*TASKS TO CARRY OUT*:
(1) Answer these questions from the reviewer report on water body mapping:
(a) Which region is the focus of the research?
(b) In what form does the reviewer ask the authors to summarize the related work section?
(c) Which body generated the 2020 flood map?
(2) Carry on the reviewer report on water body mapping with SAR images, starting after its final numbered comment.

*SELECTED TEXT*:
^^^^

Sentinel-1 SAR Images and Deep Learning for Water Body Mapping
Round 1
Reviewer 1 Report
Summary/Contribution: This research describes an approach for categorizing flooded areas using synthetic aperture satellite photos, the U-NET neural network, and the ArcGIS platform. Los Rios, a region of Tabasco, Mexico, is the focus of the research. Despite the minimal number of training samples, the results suggest that U-NET performs well. Its accuracy rose as training data and epochs increased.
Comments/Suggestions:
1. I would like to request that you consider summarizing the related work section in tabular form as a way to better identify the limitations of the related works and emphasize the originality of your proposed approach.
2. How does the concentration of rainfall in certain periods affect the hydrology of the region, and what are the implications for water management and infrastructure?
3. What other technical factors were taken into account in the selection and processing of the SAR images, such as incidence angle or spatial resolution?
4. How does the methodology of the research compare to other studies that have used SAR images for mapping flood extent or vegetation?
5. To improve the study's quality and effect, I recommend including a paragraph on formal methodologies for AI-based technique verification. Formal approaches, which use mathematical models and logic to validate system correctness, are becoming more important in the development and validation of AI-based techniques.
6. Some important sources to this topic that the authors should consider include:
a. https://ieeexplore.ieee.org/abstract/document/9842406
b. https://incose.onlinelibrary.wiley.com/doi/abs/10.1002/inst.12434
7. Explain how the generation of RGB and binary layers improves the accuracy and resolution of the images, and provide examples of potential applications of these layers beyond training the deep learning model.
8. Describe how the 2020 flood map generated by SINAPROC complements the binary layer and training samples, and provide information about potential limitations or sources of error associated with the 2020 flood map.
9. What are some potential sources of error or bias associated with using SAR images from a specific time period, and how were they addressed in the research?
10. How were the image chips and labels captured in the training process, and what were the criteria for inclusion or exclusion?
11. Provide information on how the parameters of epochs, batch size, and chip size were selected and adjusted in the ArcGIS platform, and describe the potential effects of these parameters on the accuracy and reliability of the trained model.
12. Describe the methodology of using object segmentation and classification in satellite imagery for mapping flood extent and vegetation, and provide a comparison with other approaches such as object-based analysis or traditional image classification.

^^^^

*ENTRIES SUPPLIED*:
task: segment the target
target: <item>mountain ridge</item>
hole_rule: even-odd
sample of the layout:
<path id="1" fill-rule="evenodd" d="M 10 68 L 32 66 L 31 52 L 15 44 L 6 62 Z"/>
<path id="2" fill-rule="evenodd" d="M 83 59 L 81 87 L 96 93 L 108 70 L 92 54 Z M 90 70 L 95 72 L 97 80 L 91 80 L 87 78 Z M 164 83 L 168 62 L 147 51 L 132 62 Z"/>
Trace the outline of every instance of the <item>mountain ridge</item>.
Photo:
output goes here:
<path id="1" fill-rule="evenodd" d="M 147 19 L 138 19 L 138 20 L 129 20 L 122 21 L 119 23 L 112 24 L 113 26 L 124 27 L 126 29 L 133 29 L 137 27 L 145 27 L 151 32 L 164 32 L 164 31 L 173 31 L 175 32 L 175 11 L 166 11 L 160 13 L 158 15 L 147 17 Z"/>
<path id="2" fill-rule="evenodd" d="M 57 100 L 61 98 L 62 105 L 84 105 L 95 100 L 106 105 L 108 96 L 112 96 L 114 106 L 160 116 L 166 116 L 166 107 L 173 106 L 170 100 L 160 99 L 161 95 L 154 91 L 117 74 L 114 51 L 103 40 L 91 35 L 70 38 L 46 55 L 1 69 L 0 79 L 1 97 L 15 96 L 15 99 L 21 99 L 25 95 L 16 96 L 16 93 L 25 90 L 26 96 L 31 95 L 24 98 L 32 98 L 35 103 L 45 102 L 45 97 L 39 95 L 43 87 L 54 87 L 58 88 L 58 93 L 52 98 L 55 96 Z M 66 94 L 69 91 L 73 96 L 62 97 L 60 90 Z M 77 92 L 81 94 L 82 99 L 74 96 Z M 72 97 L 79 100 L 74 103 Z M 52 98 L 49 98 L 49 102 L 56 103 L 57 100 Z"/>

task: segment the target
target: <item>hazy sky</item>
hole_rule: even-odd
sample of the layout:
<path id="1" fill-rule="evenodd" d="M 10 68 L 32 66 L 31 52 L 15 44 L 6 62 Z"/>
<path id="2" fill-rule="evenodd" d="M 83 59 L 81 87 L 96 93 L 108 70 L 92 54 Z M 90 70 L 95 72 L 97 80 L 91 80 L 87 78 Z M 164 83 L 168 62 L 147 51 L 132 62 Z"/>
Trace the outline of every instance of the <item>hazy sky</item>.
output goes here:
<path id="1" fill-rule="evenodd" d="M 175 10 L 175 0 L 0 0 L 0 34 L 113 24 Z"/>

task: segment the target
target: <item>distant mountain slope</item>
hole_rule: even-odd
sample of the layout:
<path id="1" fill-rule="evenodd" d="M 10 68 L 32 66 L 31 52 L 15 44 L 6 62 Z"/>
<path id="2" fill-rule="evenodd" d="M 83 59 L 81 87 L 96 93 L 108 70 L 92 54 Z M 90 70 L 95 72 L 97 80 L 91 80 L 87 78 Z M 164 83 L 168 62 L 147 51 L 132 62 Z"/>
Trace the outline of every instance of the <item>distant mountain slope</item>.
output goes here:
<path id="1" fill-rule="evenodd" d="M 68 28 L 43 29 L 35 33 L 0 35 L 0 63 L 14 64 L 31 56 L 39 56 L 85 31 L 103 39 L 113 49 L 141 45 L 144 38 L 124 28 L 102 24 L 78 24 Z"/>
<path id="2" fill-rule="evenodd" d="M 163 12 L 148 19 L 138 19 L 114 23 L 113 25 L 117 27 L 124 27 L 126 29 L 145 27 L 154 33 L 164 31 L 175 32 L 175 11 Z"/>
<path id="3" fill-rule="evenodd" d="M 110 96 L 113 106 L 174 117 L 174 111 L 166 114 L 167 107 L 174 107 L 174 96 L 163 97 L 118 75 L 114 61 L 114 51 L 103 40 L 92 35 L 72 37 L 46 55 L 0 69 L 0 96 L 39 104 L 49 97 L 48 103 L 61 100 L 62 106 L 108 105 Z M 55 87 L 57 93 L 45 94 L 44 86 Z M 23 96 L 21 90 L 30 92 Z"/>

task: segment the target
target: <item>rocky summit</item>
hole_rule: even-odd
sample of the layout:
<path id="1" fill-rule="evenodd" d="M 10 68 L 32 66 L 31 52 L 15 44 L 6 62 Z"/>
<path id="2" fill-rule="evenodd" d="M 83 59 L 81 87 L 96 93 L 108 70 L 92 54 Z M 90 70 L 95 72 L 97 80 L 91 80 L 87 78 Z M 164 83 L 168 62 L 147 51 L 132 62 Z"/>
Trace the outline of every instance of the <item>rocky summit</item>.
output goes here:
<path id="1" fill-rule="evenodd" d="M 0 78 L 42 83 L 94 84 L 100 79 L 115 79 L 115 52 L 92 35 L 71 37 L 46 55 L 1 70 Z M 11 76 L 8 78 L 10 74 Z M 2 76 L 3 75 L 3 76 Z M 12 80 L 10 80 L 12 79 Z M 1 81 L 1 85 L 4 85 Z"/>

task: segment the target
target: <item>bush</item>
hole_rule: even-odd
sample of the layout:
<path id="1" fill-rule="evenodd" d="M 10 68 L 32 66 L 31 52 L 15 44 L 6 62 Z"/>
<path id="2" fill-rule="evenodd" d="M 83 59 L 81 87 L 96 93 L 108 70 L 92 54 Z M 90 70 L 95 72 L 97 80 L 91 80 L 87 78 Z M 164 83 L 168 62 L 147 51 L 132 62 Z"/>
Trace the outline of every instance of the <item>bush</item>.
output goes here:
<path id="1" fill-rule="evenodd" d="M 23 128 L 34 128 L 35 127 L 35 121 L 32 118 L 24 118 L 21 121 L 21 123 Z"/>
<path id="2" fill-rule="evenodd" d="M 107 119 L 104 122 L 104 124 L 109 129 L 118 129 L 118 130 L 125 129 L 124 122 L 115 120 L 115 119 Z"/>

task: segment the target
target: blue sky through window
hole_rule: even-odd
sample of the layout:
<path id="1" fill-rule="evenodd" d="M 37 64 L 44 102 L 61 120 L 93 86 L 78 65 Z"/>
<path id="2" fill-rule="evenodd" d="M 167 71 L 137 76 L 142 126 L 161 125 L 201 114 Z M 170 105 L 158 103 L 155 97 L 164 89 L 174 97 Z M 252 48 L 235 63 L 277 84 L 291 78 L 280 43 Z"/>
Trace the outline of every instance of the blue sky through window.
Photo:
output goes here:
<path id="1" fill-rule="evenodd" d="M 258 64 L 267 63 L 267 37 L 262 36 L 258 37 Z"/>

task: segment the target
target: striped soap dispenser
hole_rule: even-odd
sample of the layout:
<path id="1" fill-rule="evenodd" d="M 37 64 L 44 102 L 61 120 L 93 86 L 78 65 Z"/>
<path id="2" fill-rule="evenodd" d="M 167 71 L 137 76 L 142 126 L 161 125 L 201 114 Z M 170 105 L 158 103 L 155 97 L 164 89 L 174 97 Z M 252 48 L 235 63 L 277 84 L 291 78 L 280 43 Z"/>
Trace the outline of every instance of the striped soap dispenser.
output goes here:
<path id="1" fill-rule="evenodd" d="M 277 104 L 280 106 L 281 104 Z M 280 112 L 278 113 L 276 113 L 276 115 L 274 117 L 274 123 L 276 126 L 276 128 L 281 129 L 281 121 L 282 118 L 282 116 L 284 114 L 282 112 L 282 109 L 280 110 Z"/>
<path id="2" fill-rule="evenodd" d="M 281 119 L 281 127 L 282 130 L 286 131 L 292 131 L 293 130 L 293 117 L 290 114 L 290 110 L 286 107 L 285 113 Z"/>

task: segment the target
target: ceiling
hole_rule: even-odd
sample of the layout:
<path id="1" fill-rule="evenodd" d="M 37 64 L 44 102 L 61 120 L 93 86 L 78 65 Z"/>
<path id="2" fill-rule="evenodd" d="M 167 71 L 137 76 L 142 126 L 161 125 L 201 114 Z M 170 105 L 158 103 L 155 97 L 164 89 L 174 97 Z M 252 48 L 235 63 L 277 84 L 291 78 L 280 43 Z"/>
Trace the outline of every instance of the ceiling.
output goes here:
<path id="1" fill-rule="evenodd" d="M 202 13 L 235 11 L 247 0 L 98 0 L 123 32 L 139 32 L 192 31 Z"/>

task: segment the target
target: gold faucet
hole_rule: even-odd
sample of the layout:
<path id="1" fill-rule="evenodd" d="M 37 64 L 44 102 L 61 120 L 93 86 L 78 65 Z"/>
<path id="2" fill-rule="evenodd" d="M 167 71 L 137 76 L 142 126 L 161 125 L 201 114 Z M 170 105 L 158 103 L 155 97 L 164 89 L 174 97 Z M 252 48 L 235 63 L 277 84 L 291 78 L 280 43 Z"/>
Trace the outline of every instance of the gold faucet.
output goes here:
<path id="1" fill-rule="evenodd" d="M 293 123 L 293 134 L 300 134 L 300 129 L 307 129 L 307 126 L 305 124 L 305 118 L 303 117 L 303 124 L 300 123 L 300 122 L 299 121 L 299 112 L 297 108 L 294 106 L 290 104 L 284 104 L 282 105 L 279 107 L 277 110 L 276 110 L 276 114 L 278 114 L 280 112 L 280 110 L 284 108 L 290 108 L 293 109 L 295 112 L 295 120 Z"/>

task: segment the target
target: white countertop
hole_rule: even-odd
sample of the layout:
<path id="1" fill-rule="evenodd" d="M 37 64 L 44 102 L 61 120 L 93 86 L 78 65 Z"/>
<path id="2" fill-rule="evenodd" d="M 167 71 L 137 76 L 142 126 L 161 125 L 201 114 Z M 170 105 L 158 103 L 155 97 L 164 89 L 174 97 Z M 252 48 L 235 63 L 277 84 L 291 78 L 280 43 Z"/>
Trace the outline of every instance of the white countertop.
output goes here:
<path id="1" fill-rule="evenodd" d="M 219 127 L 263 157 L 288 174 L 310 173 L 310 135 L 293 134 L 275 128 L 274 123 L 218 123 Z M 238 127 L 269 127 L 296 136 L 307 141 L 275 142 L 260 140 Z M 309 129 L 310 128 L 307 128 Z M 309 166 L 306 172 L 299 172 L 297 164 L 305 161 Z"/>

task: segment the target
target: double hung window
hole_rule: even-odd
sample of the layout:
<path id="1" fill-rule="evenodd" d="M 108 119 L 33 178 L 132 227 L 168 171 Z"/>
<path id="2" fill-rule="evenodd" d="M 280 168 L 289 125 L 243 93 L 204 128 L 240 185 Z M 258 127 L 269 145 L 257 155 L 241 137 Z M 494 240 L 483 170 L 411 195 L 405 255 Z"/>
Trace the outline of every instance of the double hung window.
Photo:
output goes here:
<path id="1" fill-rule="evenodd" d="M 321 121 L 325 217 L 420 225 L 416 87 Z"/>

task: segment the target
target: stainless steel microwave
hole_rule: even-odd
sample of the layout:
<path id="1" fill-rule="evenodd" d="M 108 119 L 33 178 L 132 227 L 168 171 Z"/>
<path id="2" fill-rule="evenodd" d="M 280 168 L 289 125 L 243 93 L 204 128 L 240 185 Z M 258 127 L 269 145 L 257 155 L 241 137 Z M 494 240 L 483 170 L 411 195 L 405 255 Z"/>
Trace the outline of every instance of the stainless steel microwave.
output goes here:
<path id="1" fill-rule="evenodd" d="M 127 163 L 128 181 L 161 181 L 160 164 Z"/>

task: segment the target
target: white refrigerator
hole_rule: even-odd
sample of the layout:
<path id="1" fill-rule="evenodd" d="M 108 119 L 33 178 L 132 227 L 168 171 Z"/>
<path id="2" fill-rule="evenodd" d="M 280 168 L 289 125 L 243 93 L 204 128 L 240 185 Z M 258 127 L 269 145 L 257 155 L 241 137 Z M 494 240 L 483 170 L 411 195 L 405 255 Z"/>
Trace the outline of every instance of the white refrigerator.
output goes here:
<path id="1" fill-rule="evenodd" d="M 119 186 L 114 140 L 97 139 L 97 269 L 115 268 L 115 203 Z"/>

^^^^

*TASK-BY-TASK RESULTS*:
(1)
(a) Los Rios, a region of Tabasco, Mexico.
(b) In tabular form.
(c) SINAPROC.

(2)
13. What are the main limitations or sources of error associated with using the same deep learning model for repeated classification of flooding in the same geographical area?
14. How were the training parameters established, and what were the potential effects of these parameters on the training and validation loss?
15. How does the methodology of using deep learning methods for pixel classification in water body mapping compare to other approaches, such as object-based analysis or traditional image classification?
Must be improved
Author Response
Response to comments/suggestions. Reviewer 1
1. I would like to request that you consider summarizing the related work section in tabular form as a way to better identify the limitations of the related works and emphasize the originality of your proposed approach.
Observation attended
Table 1 was added with important data from different related works. New references were also added.
2. How does the concentration of rainfall in certain periods affect the hydrology of the region, and what are the implications for water management and infrastructure?
Observation attended
Added two paragraphs in “introduction” section 3. What other technical factors were taken into account in the selection and processing of the SAR images, such as incidence angle or spatial resolution?
Observation attended
4. How does the methodology of the research compare to other studies that have used SAR images for mapping flood extent or vegetation?.
It is difficult to make a comparison because the study areas are very different. Each zone has a different morphological structure. Although the methodologies use the same types of images from the same satellite and the same type of DL, the results can be very different.
5. To improve the study's quality and effect, I recommend including a paragraph on formal methodologies for AI-based technique verification. Formal approaches, which use mathematical models and logic to validate system correctness, are becoming more important in the development and validation of AI-based techniques.
Observation attended
Added U-Net description
“Model evaluation" section added 6. Some important sources to this topic that the authors should consider include:
Several references were considered
7. Explain how the generation of RGB and binary layers improves the accuracy and resolution of the images, and provide examples of potential applications of these layers beyond training the deep learning model.
Observation attended
8. Describe how the 2020 flood map generated by SINAPROC complements the binary layer and training samples, and provide information about potential limitations or sources of error associated with the 2020 flood map.
Observation attended 9. What are some potential sources of error or bias associated with using SAR images from a specific time period, and how were they addressed in the research?
The following paragraph was added in conclusions:
However, SAR images may contain some errors that can influence flood detection, such as: 1) image artifacts such as false edges or discontinuities caused by the acquisition process and image processing; 2) terrain topography that can affect the backscattering of SAR waves and generate false positives or false negatives that can influence flood detection using SAR imagery.
10. How were the image chips and labels captured in the training process, and what were the criteria for inclusion or exclusion?
Observation attended
11. Provide information on how the parameters of epochs, batch size, and chip size were selected and adjusted in the ArcGIS platform, and describe the potential effects of these parameters on the accuracy and reliability of the trained model.
Observation attended 12. What are the main limitations or sources of error associated with using the same deep learning model for repeated classification of flooding in the same geographical area?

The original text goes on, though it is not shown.